• Dataset extract:

■ ■ ■ ■

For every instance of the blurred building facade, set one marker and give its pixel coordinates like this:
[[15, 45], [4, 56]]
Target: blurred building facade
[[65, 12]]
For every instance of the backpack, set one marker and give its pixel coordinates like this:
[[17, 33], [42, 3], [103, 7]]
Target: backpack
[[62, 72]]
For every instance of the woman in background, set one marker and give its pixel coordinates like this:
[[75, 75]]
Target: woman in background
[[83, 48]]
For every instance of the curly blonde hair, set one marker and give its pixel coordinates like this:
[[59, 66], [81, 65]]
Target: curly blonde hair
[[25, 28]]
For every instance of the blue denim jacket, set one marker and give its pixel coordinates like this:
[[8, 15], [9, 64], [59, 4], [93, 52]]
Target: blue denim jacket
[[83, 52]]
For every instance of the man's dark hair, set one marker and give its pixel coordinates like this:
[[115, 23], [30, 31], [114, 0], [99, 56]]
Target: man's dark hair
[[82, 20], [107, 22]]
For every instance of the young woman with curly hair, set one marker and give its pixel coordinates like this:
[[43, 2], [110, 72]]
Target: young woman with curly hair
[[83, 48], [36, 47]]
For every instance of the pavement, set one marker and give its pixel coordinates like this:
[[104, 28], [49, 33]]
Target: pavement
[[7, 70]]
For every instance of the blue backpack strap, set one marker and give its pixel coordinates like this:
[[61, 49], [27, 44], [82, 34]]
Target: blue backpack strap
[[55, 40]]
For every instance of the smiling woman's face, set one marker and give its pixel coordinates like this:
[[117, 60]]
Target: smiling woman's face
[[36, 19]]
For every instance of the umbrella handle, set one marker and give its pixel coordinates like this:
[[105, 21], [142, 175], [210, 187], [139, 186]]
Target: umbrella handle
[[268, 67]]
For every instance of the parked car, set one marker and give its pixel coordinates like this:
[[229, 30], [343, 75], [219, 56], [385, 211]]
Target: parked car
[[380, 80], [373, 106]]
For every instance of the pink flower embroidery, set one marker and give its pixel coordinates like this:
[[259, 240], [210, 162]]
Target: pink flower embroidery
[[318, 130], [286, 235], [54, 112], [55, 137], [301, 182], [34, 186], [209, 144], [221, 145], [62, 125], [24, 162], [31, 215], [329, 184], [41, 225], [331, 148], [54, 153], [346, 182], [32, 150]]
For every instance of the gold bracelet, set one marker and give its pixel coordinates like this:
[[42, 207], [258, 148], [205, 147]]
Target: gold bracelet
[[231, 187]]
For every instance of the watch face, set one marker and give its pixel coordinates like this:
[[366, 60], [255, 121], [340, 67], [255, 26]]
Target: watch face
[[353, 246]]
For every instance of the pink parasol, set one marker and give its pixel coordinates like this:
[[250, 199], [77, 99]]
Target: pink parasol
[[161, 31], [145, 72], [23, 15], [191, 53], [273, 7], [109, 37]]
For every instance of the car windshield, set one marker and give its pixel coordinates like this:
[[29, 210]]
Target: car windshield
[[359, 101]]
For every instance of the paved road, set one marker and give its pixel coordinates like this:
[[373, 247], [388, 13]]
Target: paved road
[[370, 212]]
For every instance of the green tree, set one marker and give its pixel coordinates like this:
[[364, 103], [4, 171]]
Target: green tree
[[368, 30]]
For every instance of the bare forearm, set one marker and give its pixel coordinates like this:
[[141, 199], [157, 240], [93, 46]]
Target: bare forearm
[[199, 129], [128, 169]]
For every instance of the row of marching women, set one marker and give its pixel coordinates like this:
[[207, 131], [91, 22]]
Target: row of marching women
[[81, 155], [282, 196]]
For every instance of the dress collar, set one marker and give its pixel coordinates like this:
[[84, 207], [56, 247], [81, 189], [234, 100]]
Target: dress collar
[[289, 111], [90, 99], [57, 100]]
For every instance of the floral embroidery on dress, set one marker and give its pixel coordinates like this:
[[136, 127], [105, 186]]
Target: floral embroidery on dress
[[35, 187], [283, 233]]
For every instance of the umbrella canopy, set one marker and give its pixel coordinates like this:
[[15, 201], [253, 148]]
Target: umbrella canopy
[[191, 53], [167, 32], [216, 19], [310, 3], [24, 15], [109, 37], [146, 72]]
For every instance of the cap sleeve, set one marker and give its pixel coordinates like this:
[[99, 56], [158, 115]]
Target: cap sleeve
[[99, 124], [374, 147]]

■ ■ ■ ■

• Problem to solve: Please retype the whole of the material above exactly.

• The completed task:
For every instance of the blurred building facade, set one marker and give its pixel coordinates like this:
[[15, 45], [4, 56]]
Target: blurred building facade
[[65, 12]]
For every instance of the backpack, set one marker and give its pixel coordinates like this:
[[17, 33], [42, 3], [103, 7]]
Target: backpack
[[62, 72]]
For every instance of the woman in background, set one marker and give its pixel coordinates like this:
[[75, 75]]
Target: woman in background
[[83, 48]]
For every instance of the curly blonde hair, set one marker and give its pixel coordinates like this:
[[59, 66], [81, 65]]
Target: curly blonde hair
[[25, 28]]
For every instance of the blue denim jacket, set one marker and give its pixel coordinates like this:
[[8, 15], [9, 64], [59, 4], [93, 52]]
Target: blue denim jacket
[[83, 52]]
For every instance of the man's dark hair, set one marker and give its pixel coordinates like this:
[[115, 23], [30, 31], [114, 0], [99, 56]]
Target: man's dark hair
[[82, 20], [107, 22]]
For every instance of the young woman with curly hair, set one marker and give its pixel coordinates like this:
[[43, 2], [110, 72]]
Target: young woman with curly hair
[[83, 48], [36, 47]]
For every instance of the pavement, set one marker and give its pixel coordinates like this:
[[104, 28], [49, 33]]
Target: pavement
[[7, 70]]
For every instance of the blue backpack strap, set one marker and give its pixel coordinates like this:
[[61, 49], [27, 44], [82, 34]]
Target: blue backpack strap
[[55, 40]]
For every instance of the smiling woman's face, set one marker and give its pixel coordinates like this:
[[117, 60]]
Target: smiling woman's face
[[36, 19]]
For every instance of the umbrella handle, set one marker and give its pixel coordinates like this:
[[105, 21], [142, 175], [210, 187], [139, 186]]
Target: umbrella handle
[[268, 67]]
For every instance of the parked car, set one marker and give its pixel coordinates like this:
[[229, 30], [343, 75], [219, 56], [385, 211]]
Target: parked car
[[380, 80], [373, 106]]
For every instance of the pink flower embroidery, set one marker and give its pixel coordinates like this:
[[259, 240], [210, 162]]
Target: pink flower embroidery
[[318, 130], [286, 235], [54, 112], [55, 137], [301, 182], [34, 186], [209, 144], [221, 145], [62, 125], [24, 162], [31, 215], [329, 184], [41, 225], [331, 148], [54, 153], [346, 182], [32, 150]]
For every instance of the gold bracelet, set one marker and give its pixel coordinates like this:
[[42, 207], [258, 148], [205, 147]]
Target: gold bracelet
[[231, 187]]
For every instance of the watch face, set one marker and give its pixel coordinates like this:
[[366, 60], [255, 121], [340, 67], [255, 26]]
Target: watch face
[[353, 246]]
For every instance of the pink parasol, set one marker and give its pixel coordinates like this:
[[250, 199], [77, 99]]
Target: pink parasol
[[161, 31], [145, 72], [23, 15], [191, 53], [273, 7], [109, 37]]
For every instance of the car windshield, set one marker and give its pixel coordinates like this:
[[29, 210]]
Target: car windshield
[[359, 101]]
For every instance of the paved road, set one marker and give its pixel coordinates like this:
[[373, 247], [388, 13]]
Target: paved road
[[370, 212]]
For every instance of the green tree, set one marker and give its pixel coordinates like this:
[[364, 103], [4, 171]]
Target: green tree
[[368, 30]]
For every instance of the bare forearm, set one marker and give its pixel coordinates like this:
[[141, 199], [157, 240], [93, 46]]
Target: bare forearm
[[199, 129], [128, 169]]
For every instance of the row of marching women, set one marker and give its pixel coordinates like this:
[[207, 131], [91, 22]]
Target: row of marching women
[[81, 155], [282, 196]]
For every instance of the dress collar, set one marker and give its pixel coordinates like this:
[[84, 207], [56, 247], [81, 189], [234, 100]]
Target: dress collar
[[289, 111], [90, 99], [57, 100]]
For every instance of the floral embroidery on dress, set one marker and give its pixel coordinates like this:
[[136, 127], [105, 186]]
Target: floral embroidery on dress
[[35, 187], [283, 233]]
For every instance of the umbrella canopy, set one marker and give its pixel coordinates like this:
[[15, 201], [253, 148]]
Target: umbrella canopy
[[191, 53], [167, 32], [216, 19], [310, 3], [24, 15], [109, 37], [146, 72]]
For every instance of the cap sleeve, set one marker and give its pixel coordinates like this:
[[99, 56], [158, 115]]
Target: cap sleeve
[[99, 124], [374, 147]]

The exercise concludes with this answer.